***** GIVEN PASSAGE

I put the borrowed record on my turntable and cued up Brown Shoes Don’t Make It. I listened to it all the way through, trying to get a handle on it, and when it was over, Allen, who had stopped reading and was staring at the turntable with mouth agape, said, “what the fuck was that?” It wasn’t an irritated what the fuck, it was more of an amazed what the fuck, so I told him it was Frank Zappa and I had borrowed it from a friend of mine. “Play it again,” he said, so I cued it up and let it run. This time, we were both giggling at its outrageous musical juxtapositions and the hysterical lyrics about doing the nasty on the White House lawn. When it was over, we smiled with the warmth of a shared secret, the ice between us completely broken. We played it a dozen times in a row, learning the lyrics and the strange changes, giddy with laughter. I had just cued it up again when there was a knock on my door. I opened it up and let Eric into the room. He had stopped by to see if I wanted to go hang somewhere, and was completely unprepared for the sight that met his eyes. Allen and I danced around the room, performing the bits of the song that we had figured out for Eric.
If she were my daughter I’d…
What would you do daddy?
Smother my daughter in chocolate syrup
And boogie till the cows come home
and
In a drawer in a desk by a naugahyde chair
On a rug where they walk and drool
Past the girls in the office
(honk snort honk snort honk snort)
and so on.
He must’ve thought we had lost our minds. But soon the gleeful weirdness of the song infected him too, and, out of this unlikely event, ACE was born.

**********

Rewrite the Zappa passage from "If she were" through "ACE was born.", putting "vinyl" in place of "naugahyde". The data here comes from a different source than the Zappa passage.

***** RECORD EXCERPTS

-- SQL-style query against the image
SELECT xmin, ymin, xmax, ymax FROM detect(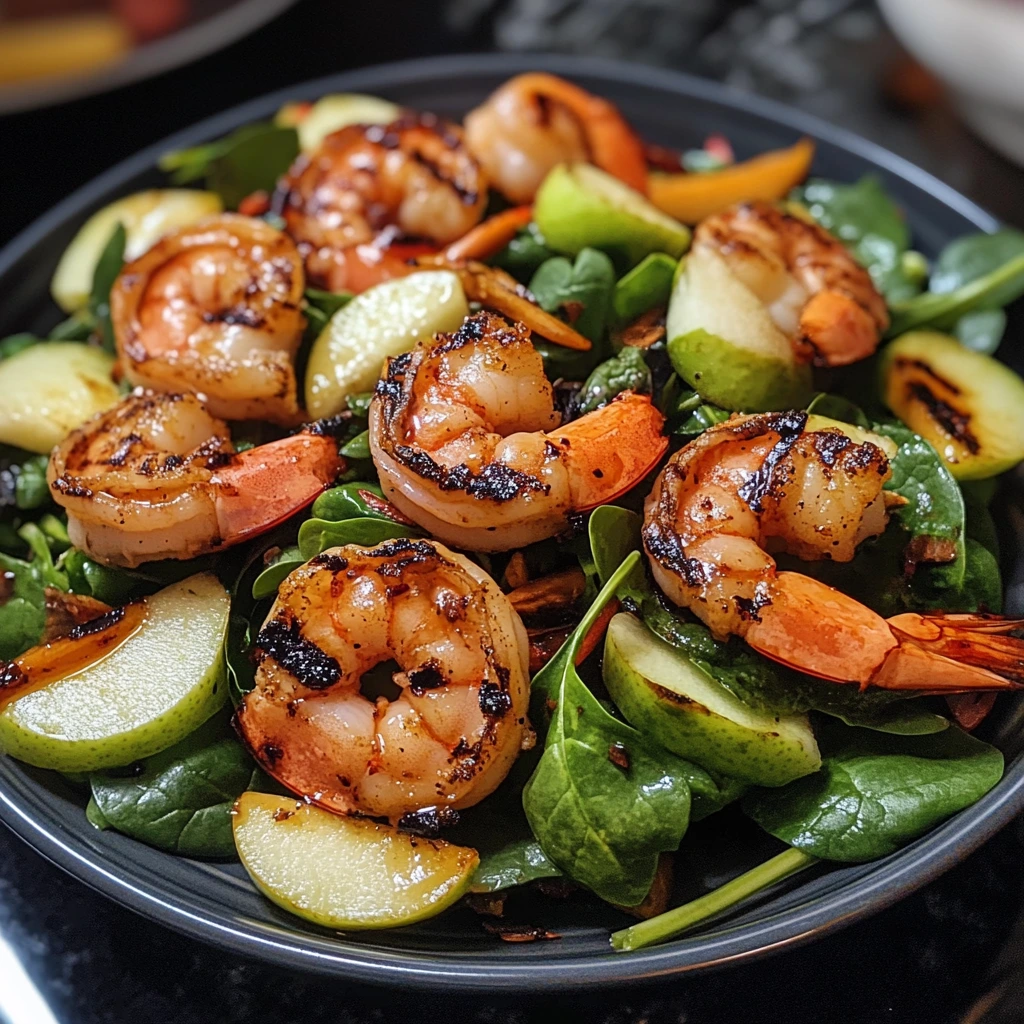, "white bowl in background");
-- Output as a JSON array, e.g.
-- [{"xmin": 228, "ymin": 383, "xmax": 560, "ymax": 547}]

**********
***** RECORD EXCERPTS

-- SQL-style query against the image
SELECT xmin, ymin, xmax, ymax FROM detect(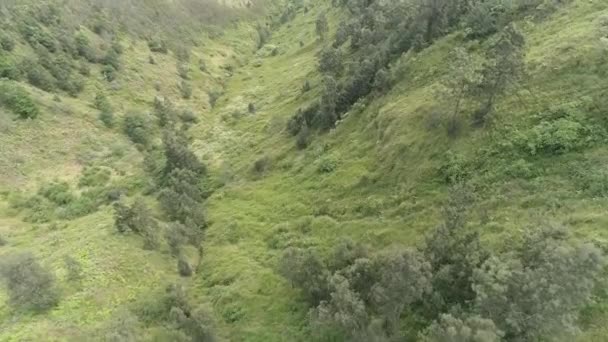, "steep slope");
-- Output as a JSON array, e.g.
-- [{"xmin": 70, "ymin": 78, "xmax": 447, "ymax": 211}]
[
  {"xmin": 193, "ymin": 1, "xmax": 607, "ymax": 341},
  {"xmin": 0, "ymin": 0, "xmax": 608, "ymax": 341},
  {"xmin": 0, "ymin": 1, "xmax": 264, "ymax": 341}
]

**********

#### EXERCISE RESULT
If she were my daughter I’d…
What would you do daddy?
Smother my daughter in chocolate syrup
And boogie till the cows come home
and
In a drawer in a desk by a vinyl chair
On a rug where they walk and drool
Past the girls in the office
(honk snort honk snort honk snort)
and so on.
He must’ve thought we had lost our minds. But soon the gleeful weirdness of the song infected him too, and, out of this unlikely event, ACE was born.